Beneath this line are the data; copy exactly the part of them that opens with the line containing "Where can you spot the yellow and" and closes with the line containing "Where can you spot the grey", and only that part.

### Data provided
# # # #

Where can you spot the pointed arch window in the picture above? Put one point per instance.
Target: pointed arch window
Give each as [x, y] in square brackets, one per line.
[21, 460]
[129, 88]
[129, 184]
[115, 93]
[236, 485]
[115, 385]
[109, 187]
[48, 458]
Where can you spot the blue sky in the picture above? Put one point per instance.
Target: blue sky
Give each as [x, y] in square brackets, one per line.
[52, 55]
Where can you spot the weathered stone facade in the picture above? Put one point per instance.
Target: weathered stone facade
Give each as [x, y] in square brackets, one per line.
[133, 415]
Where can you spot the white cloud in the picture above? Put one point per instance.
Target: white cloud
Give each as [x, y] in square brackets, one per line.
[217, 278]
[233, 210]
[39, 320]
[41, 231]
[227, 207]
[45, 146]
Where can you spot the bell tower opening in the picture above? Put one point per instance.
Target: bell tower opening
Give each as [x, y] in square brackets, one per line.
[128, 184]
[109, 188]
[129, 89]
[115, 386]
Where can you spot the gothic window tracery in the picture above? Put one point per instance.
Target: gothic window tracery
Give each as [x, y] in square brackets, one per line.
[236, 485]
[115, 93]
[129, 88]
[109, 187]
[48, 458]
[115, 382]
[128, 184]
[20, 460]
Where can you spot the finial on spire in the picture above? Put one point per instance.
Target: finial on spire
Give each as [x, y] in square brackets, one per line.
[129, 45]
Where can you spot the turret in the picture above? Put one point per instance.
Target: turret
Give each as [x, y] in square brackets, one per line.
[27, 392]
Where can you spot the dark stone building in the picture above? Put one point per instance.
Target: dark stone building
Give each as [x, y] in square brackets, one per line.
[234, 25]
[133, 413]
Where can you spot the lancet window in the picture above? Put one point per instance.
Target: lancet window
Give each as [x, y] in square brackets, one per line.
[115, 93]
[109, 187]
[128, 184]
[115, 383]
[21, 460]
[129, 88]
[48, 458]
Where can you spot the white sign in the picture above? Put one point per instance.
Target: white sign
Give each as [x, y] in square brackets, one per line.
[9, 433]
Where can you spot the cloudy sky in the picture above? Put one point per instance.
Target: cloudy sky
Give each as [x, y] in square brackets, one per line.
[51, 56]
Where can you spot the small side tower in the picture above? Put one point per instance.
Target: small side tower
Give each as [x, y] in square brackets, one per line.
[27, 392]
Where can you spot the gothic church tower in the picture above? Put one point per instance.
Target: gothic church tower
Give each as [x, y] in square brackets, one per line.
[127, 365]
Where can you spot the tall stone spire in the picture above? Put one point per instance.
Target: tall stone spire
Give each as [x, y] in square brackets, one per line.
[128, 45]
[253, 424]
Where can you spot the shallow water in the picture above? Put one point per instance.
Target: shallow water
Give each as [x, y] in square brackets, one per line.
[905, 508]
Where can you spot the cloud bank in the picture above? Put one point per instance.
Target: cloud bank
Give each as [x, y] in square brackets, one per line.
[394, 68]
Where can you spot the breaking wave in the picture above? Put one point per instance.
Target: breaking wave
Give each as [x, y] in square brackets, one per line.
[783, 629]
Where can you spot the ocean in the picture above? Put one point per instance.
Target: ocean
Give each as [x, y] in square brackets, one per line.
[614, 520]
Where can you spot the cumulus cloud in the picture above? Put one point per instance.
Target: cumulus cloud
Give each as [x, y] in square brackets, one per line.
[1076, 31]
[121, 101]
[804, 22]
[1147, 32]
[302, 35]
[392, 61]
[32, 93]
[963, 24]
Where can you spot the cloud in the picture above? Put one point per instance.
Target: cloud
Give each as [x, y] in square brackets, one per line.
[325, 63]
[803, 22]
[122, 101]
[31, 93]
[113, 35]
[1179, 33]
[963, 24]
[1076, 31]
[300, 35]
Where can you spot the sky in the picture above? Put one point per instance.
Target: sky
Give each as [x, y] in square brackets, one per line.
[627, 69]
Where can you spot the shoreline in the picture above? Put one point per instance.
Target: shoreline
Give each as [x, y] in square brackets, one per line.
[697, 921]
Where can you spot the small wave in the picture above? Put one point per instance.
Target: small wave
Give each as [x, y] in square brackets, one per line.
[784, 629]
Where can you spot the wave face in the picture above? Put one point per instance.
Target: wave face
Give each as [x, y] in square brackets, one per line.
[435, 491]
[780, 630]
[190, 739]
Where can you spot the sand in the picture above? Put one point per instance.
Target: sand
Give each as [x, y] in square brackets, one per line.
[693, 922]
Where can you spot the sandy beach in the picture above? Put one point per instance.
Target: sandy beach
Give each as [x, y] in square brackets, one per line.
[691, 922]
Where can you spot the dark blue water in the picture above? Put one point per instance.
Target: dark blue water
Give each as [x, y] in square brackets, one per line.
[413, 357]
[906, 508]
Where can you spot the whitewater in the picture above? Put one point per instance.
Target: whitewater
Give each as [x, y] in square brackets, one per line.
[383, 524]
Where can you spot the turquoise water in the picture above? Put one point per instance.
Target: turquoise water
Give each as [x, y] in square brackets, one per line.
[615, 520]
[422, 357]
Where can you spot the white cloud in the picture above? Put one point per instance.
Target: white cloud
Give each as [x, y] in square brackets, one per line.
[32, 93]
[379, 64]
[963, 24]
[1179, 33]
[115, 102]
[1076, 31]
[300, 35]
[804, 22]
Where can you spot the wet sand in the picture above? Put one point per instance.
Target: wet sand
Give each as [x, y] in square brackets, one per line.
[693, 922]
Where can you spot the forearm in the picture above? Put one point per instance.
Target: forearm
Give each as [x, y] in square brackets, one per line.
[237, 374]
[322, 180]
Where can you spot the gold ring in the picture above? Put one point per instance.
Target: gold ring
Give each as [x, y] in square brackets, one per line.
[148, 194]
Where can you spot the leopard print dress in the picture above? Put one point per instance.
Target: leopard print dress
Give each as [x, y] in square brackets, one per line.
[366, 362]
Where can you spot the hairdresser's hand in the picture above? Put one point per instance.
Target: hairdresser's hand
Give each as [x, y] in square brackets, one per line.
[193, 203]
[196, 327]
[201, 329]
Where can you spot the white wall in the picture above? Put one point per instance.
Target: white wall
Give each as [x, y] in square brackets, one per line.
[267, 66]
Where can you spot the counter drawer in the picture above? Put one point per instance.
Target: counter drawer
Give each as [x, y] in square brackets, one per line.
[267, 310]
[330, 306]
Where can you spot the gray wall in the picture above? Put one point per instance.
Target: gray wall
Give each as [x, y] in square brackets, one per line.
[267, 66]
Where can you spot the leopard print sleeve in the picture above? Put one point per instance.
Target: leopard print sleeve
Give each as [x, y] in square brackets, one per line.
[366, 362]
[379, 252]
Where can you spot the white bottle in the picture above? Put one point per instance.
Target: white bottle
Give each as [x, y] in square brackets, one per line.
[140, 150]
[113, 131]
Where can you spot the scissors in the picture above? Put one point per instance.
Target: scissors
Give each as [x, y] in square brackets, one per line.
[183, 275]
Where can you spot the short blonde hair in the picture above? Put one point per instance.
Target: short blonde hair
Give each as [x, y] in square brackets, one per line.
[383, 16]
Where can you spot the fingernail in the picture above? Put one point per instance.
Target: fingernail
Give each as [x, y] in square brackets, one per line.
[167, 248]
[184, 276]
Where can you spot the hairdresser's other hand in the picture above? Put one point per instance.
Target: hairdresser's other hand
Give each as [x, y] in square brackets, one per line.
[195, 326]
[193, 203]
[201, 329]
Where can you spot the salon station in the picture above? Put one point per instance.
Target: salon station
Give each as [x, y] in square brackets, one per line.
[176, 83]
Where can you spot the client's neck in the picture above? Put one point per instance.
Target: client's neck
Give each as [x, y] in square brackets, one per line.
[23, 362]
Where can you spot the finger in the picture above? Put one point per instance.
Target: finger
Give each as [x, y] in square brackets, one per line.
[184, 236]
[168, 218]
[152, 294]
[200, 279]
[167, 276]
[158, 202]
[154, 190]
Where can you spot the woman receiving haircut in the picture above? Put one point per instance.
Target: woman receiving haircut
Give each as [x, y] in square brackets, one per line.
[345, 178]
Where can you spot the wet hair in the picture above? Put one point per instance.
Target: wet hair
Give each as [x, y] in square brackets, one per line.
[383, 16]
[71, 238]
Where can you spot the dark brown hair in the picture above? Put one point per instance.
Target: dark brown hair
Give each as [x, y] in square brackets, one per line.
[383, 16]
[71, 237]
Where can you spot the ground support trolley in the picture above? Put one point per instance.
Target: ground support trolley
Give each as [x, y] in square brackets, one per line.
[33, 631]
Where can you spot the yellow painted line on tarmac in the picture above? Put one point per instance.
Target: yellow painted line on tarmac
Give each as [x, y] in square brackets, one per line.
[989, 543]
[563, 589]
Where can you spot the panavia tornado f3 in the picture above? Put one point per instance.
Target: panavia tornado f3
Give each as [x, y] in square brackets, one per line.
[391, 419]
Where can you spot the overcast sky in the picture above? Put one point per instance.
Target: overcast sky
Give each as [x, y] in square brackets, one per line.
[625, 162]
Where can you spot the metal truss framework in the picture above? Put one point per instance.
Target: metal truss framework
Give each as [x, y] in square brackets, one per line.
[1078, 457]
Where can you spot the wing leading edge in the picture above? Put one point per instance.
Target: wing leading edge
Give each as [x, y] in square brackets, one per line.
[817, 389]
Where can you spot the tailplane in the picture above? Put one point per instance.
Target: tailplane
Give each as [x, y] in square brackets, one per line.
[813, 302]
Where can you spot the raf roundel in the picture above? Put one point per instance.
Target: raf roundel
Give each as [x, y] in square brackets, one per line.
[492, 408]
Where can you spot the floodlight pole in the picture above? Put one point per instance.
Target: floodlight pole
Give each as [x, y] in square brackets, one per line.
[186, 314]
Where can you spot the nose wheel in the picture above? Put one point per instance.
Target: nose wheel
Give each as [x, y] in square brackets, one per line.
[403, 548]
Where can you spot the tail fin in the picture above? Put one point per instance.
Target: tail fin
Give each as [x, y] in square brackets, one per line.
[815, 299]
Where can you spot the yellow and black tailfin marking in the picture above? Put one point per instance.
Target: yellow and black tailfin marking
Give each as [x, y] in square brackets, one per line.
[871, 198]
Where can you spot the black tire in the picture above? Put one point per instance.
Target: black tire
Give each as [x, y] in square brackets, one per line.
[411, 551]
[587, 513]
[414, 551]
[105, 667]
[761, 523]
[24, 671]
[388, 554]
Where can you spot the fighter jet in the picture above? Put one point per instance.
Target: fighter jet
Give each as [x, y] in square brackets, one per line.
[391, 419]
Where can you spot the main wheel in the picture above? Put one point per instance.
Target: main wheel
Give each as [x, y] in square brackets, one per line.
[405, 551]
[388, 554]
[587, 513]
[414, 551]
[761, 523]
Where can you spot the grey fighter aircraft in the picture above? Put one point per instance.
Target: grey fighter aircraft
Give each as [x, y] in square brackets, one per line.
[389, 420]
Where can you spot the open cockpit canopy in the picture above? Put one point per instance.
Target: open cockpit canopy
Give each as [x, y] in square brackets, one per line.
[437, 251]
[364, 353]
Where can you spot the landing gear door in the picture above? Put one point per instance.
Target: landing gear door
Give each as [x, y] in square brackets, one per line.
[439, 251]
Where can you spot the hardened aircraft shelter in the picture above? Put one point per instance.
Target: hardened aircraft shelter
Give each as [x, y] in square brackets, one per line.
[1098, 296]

# # # #

### Exercise result
Where can you spot the yellow and black tailfin marking in the picture above? Put one point per instance.
Target: yellow and black tailfin marking
Give each as [x, y] in square brackets, one per line.
[871, 198]
Where can you spot the black tire in the picture above? Put one point per instance.
Target: black tire
Give each as [x, y] in square brackets, one per line.
[411, 551]
[587, 513]
[414, 551]
[105, 667]
[761, 523]
[24, 671]
[388, 554]
Where can you spot the fighter jet in the picture above? Put one point per instance.
Target: fighter jet
Give each as [x, y] in square brackets, one per line.
[391, 419]
Where can you spot the main wheel in the picture above? Put one point per instance.
Target: main wheel
Give each as [x, y] in square brackets, one per line.
[405, 551]
[388, 554]
[587, 513]
[414, 551]
[761, 523]
Where can you spot the grey fighter aircraft in the picture above? Put one point per instance.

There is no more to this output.